:: Listed entries

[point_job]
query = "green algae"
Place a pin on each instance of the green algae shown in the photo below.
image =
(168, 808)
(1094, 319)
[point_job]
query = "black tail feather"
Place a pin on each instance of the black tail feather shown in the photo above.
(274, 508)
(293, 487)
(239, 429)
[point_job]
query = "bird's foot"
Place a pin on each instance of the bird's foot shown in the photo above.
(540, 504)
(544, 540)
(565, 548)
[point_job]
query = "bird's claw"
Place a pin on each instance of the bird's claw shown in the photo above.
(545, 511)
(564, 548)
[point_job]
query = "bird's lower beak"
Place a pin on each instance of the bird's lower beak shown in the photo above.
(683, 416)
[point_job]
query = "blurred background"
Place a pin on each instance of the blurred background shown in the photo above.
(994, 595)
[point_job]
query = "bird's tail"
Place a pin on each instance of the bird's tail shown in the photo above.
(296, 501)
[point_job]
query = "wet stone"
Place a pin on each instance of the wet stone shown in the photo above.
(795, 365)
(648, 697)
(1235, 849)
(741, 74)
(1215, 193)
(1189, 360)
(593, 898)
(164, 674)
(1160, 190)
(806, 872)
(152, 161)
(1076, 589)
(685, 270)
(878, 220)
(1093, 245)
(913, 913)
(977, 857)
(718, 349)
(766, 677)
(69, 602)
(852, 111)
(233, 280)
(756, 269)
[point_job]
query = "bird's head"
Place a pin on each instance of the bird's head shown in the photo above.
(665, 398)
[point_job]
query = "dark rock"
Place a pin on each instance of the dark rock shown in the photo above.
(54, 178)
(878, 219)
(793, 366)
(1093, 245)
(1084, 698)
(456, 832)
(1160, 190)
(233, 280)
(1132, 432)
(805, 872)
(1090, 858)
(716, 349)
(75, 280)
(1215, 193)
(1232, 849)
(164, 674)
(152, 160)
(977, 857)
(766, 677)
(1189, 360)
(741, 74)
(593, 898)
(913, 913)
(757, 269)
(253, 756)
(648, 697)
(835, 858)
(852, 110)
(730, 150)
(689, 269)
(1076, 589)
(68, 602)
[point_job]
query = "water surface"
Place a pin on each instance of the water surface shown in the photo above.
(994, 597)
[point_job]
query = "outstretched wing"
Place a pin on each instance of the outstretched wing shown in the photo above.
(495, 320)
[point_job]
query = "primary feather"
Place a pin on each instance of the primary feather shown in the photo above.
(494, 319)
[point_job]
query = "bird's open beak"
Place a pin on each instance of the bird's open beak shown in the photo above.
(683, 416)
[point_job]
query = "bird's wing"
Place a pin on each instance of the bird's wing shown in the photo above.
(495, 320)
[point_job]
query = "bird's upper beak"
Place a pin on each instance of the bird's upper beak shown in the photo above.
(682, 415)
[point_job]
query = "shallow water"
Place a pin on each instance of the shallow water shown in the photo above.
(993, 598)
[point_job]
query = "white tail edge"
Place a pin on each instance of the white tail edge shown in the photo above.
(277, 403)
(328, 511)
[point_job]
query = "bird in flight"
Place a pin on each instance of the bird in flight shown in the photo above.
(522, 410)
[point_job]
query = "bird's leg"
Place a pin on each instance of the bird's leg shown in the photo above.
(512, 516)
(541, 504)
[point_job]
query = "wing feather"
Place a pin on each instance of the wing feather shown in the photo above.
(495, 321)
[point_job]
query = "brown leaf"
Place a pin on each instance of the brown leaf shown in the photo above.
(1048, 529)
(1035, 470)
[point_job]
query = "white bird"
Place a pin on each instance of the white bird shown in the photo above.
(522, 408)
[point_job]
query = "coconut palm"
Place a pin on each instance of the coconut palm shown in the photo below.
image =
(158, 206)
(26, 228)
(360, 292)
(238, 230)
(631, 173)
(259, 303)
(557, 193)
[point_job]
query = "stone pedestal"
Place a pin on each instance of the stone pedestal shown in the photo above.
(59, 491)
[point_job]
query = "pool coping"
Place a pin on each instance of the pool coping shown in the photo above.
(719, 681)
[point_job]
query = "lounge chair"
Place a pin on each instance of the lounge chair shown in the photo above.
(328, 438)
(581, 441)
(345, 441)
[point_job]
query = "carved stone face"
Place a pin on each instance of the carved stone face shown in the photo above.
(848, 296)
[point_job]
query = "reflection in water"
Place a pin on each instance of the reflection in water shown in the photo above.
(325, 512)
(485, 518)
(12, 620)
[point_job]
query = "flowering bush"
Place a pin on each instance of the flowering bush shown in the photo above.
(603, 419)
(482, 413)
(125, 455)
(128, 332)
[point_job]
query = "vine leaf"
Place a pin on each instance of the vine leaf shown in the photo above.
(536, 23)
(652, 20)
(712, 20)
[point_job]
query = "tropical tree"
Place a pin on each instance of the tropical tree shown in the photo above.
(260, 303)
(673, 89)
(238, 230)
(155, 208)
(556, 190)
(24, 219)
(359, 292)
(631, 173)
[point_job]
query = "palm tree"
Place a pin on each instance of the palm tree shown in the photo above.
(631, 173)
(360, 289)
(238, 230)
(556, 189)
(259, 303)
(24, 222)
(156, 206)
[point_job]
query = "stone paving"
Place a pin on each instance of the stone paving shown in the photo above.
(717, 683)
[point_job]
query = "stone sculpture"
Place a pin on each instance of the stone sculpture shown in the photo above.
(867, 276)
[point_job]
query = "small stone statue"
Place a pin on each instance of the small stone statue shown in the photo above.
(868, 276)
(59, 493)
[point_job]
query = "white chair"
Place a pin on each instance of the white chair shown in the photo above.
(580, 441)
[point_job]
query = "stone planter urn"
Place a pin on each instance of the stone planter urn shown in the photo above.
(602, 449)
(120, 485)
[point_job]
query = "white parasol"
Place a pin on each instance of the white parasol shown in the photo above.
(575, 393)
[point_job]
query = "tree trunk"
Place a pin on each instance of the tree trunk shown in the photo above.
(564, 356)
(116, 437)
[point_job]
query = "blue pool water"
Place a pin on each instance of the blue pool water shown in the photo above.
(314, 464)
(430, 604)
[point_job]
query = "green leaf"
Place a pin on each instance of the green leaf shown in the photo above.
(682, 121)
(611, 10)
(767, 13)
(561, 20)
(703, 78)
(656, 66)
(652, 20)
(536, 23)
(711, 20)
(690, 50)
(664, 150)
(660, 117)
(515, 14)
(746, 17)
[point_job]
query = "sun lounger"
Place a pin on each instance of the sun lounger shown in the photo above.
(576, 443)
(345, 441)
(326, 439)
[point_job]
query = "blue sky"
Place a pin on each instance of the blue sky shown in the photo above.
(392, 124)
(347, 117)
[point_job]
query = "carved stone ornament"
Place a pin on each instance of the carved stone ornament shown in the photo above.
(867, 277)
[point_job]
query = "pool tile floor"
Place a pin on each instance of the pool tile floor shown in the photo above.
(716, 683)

::::

● Problem requirements: In your reply, restate every entry exactly.

● Answer box:
[point_job]
query = "green algae"
Place a pin on each instance of the green algae shown in the photo below.
image =
(168, 808)
(1094, 319)
[point_job]
query = "black tail feather"
Place a pin on each instance of the black tail feather shown in the photo above.
(274, 508)
(293, 487)
(239, 429)
[point_job]
query = "bird's foot"
Place a pin on each instance of the bird's foot shown in the photo above.
(540, 504)
(544, 540)
(565, 548)
[point_job]
query = "bird's claw"
Place a pin on each instance of the bird's claw shown in the photo above.
(545, 511)
(564, 548)
[point_job]
query = "bird's lower beak"
Place a pin on each instance of the bird's lower beak shown in the photo above.
(683, 416)
[point_job]
query = "blurred background"
Place a pin on each instance of the blurred background shown in the photo above.
(994, 595)
[point_job]
query = "bird's tail"
Place a pin on each instance of the bird's tail shown in the photo above.
(296, 501)
[point_job]
query = "wet stone"
Place a pin on each instance of the wet stone shown in the photo above.
(795, 365)
(648, 697)
(1235, 849)
(741, 74)
(1215, 193)
(1189, 360)
(593, 898)
(164, 674)
(1160, 190)
(806, 872)
(152, 161)
(1076, 589)
(685, 270)
(878, 220)
(1093, 245)
(913, 913)
(977, 857)
(718, 349)
(766, 677)
(69, 602)
(852, 111)
(233, 280)
(756, 269)
[point_job]
query = "bird's head"
Place a pin on each instance of the bird's head shown in the photo above.
(665, 398)
[point_job]
query = "dark rock"
Place a pin on each instance of the dark rock shown in the photo above.
(54, 178)
(878, 219)
(793, 366)
(1093, 245)
(1084, 698)
(456, 832)
(1160, 190)
(233, 280)
(1132, 432)
(805, 872)
(1090, 858)
(716, 349)
(75, 280)
(1215, 193)
(1232, 849)
(164, 674)
(152, 160)
(977, 857)
(766, 677)
(1189, 360)
(741, 74)
(593, 898)
(913, 913)
(757, 269)
(253, 756)
(648, 697)
(835, 858)
(852, 110)
(730, 150)
(689, 269)
(1076, 589)
(68, 602)
[point_job]
query = "water surface"
Place a pin on each instance of the water surface shown in the photo above.
(994, 597)
[point_job]
query = "outstretched wing"
Place a pin on each instance of the outstretched wing shown in the photo above.
(495, 320)
[point_job]
query = "primary feather"
Place a pin on each instance of the primary feather shown in the photo above.
(494, 319)
[point_job]
query = "bird's open beak"
Place a pin on each instance of the bird's open beak shown in the photo above.
(683, 416)
[point_job]
query = "bird's wing"
Place a pin on each instance of the bird's wing shown in the photo above.
(495, 320)
[point_job]
query = "bird's upper beak"
Place a pin on each instance of the bird's upper beak shown in the photo above.
(682, 415)
[point_job]
query = "shallow water"
Place a pin on each instance of the shallow water shown in the photo above.
(993, 598)
[point_job]
query = "white tail edge"
Place a pin on each instance of the white tail edge shown in the photo above.
(277, 403)
(328, 511)
[point_job]
query = "bird in flight"
Place a pin on each instance of the bird in flight shown in the photo above.
(522, 410)
[point_job]
query = "bird's leg"
Place a pin on each instance of the bird's leg shown in the photo above.
(512, 516)
(541, 504)
[point_job]
query = "wing feather"
Place a pin on each instance of the wing feather shown in the photo above.
(495, 321)
[point_job]
query = "brown leaf"
Place a pin on each instance of the brown leaf shown in the photo above.
(1048, 529)
(1035, 470)
[point_job]
query = "white bird"
Place a pin on each instance of the white bird shown in the photo above.
(522, 408)
[point_job]
query = "coconut palm"
Place a pin on each instance of the coconut palm shown in the photo below.
image =
(158, 206)
(26, 228)
(360, 292)
(238, 230)
(631, 173)
(259, 303)
(557, 193)
[point_job]
query = "stone pedestal"
Place a pin on each instance of the stone pedestal shown in the photo above.
(59, 491)
[point_job]
query = "pool coping"
Place a pin on each instance of the pool coping shown in the photo above.
(719, 681)
[point_job]
query = "lounge chair"
Place a pin on each instance of the lounge chair shown in the photo above.
(328, 438)
(581, 441)
(345, 441)
[point_job]
query = "carved stone face"
Place a pin on each instance of the carved stone face shown in the photo above.
(848, 296)
[point_job]
query = "reflection in water"
Place a pin on each instance of the reflection in water shown in the photo above.
(325, 512)
(485, 518)
(12, 620)
[point_job]
query = "flowering bush"
Place a pin on each instance of the flowering bush shown in the photo above.
(603, 419)
(482, 413)
(125, 455)
(128, 332)
[point_job]
query = "vine leaf"
Place a pin on each instance of the vine leaf shown in the photo above.
(536, 23)
(652, 20)
(712, 20)
[point_job]
query = "tropical tree"
Place a pin on each instance of the tropical tree shown in the photo above.
(260, 303)
(673, 89)
(238, 230)
(155, 208)
(556, 190)
(24, 219)
(359, 292)
(631, 173)
[point_job]
query = "palm tree"
Place a pin on each instance of the palm tree shown in the photo above.
(631, 173)
(360, 289)
(238, 230)
(556, 189)
(259, 303)
(24, 222)
(156, 206)
[point_job]
query = "stone paving"
Place a pin on each instance of the stone paving shown in the photo above.
(717, 683)
[point_job]
query = "stone sculpture"
Place a pin on each instance of the stone sculpture shown in the photo above.
(867, 276)
[point_job]
query = "small stone statue"
Place a pin on each instance of the small stone statue shown in the photo above.
(868, 276)
(59, 493)
[point_job]
query = "white chair"
Place a pin on each instance of the white chair shown in the photo above.
(580, 441)
[point_job]
query = "stone planter urn"
Place a pin on each instance of the stone planter urn shown in the photo above.
(602, 449)
(120, 485)
[point_job]
query = "white parasol"
Place a pin on each instance of the white parasol shown in the photo above.
(575, 393)
[point_job]
query = "tree trunk"
Place a pin on each instance of the tree trunk shown in the photo above.
(564, 356)
(116, 437)
[point_job]
query = "blue pool water"
Place a pin on each instance of the blue pool water shown in the photo above.
(314, 464)
(430, 604)
[point_job]
query = "green leaf"
Place a pin on each instance of the green leaf shown in the photo above.
(682, 121)
(611, 10)
(767, 13)
(561, 20)
(703, 78)
(656, 66)
(652, 20)
(536, 23)
(711, 20)
(690, 50)
(664, 150)
(660, 117)
(515, 14)
(746, 17)
[point_job]
query = "sun lounger"
Place a pin on each instance of the sun lounger shown in the photo above.
(576, 443)
(345, 441)
(326, 439)
[point_job]
query = "blue sky"
Place a pin on each instance of the blue sky shown in the photo above.
(392, 124)
(347, 117)
[point_job]
query = "carved stone ornament"
Place a pin on each instance of the carved stone ornament shown in the photo above.
(867, 277)
[point_job]
query = "pool tile floor"
Place a pin on each instance of the pool tile floor shown in the photo above.
(716, 683)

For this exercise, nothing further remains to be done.